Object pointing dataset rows
*-*-*

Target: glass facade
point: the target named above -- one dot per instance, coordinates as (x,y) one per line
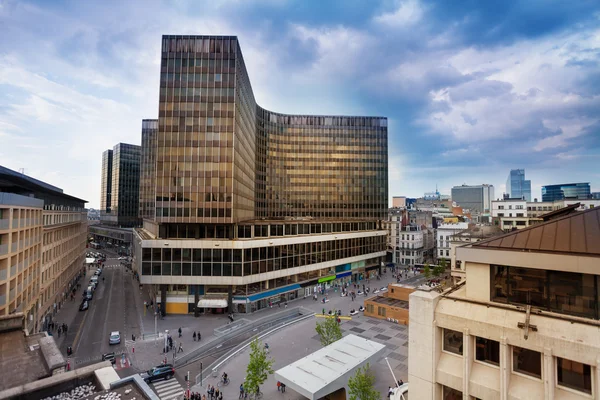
(562,292)
(568,190)
(516,185)
(126,184)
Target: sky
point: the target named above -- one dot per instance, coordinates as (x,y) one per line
(471,89)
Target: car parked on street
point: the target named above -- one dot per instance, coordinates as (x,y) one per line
(115,338)
(165,371)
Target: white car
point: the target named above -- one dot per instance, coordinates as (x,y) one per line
(115,338)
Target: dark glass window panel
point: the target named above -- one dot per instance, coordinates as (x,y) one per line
(487,350)
(528,362)
(574,375)
(166,268)
(453,341)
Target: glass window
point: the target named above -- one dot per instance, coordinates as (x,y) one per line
(453,341)
(528,362)
(487,350)
(574,375)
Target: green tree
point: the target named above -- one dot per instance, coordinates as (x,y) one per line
(427,271)
(329,330)
(259,367)
(361,385)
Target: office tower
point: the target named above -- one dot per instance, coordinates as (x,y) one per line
(476,198)
(516,185)
(43,235)
(566,191)
(121,166)
(106,184)
(252,206)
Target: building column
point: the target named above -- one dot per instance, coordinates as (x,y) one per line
(548,371)
(504,368)
(467,362)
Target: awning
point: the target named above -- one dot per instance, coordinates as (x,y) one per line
(212,303)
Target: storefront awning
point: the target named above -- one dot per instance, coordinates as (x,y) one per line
(212,303)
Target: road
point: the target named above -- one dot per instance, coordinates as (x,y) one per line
(112,309)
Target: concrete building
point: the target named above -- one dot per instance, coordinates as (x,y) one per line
(398,201)
(444,233)
(252,206)
(563,191)
(522,325)
(477,198)
(516,185)
(42,244)
(120,191)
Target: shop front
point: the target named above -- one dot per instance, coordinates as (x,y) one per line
(267,299)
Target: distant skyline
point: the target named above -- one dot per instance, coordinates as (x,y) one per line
(471,89)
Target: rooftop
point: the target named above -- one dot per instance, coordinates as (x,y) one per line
(325,370)
(574,234)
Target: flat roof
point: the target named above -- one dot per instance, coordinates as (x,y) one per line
(328,369)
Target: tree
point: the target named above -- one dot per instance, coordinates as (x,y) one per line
(329,330)
(427,271)
(259,367)
(361,385)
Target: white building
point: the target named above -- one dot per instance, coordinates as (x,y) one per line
(523,325)
(443,234)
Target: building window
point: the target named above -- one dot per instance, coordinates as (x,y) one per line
(574,375)
(451,394)
(528,362)
(453,341)
(487,350)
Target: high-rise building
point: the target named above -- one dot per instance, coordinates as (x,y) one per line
(244,206)
(566,191)
(43,235)
(477,198)
(121,173)
(516,185)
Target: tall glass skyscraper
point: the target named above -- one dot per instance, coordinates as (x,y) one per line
(566,190)
(246,203)
(516,185)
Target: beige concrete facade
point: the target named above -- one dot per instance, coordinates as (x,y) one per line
(20,246)
(440,363)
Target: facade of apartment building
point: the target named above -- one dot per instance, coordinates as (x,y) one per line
(248,206)
(43,234)
(523,324)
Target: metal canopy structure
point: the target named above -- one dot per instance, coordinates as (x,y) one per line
(327,370)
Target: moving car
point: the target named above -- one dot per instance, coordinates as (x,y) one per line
(165,371)
(109,357)
(115,338)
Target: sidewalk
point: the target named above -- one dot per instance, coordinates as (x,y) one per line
(149,352)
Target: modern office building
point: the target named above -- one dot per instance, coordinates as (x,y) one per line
(252,206)
(121,173)
(476,198)
(522,325)
(42,247)
(566,191)
(516,185)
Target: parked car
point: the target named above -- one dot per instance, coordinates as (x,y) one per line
(165,371)
(109,357)
(115,338)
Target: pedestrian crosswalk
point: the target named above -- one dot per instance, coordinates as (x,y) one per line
(169,389)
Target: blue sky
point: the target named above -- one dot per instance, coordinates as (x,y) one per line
(471,88)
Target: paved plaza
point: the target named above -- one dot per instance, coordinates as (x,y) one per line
(292,343)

*-*-*

Return the lines from the line containing "Target: metal canopy structure" to the end of the entries above, exactly as they appear and with no other output.

== RESULT OF THE EXERCISE ==
Target: metal canopy structure
point: the target named above -- one dot per instance, coordinates as (x,y) one per line
(327,370)
Target: moving car
point: the target named above -- one dot per instance, coordinates as (x,y) one per line
(165,371)
(109,357)
(115,338)
Target: sidewalk
point: the target named above -- one dot per instance, coordinates as (x,y) one per line
(149,352)
Target: modern office building
point: the target named above -- one dot per instance, coordinates as (x,y) one per line
(252,206)
(121,173)
(476,198)
(522,325)
(42,247)
(566,191)
(516,185)
Target: parked car
point: the target named above -- one dot per instance, coordinates as (x,y) one per line
(165,371)
(109,357)
(115,338)
Target: pedestrian crosswalk
point: the target named above -- one dot per instance, coordinates as (x,y) one per line
(169,389)
Target: blue sky
point: the target named above -- one dot per instance, coordinates as (x,y) one per line
(471,88)
Target: paved plaza
point: the target named above -- one dot per instance, coordinates as (x,y) one per line
(292,343)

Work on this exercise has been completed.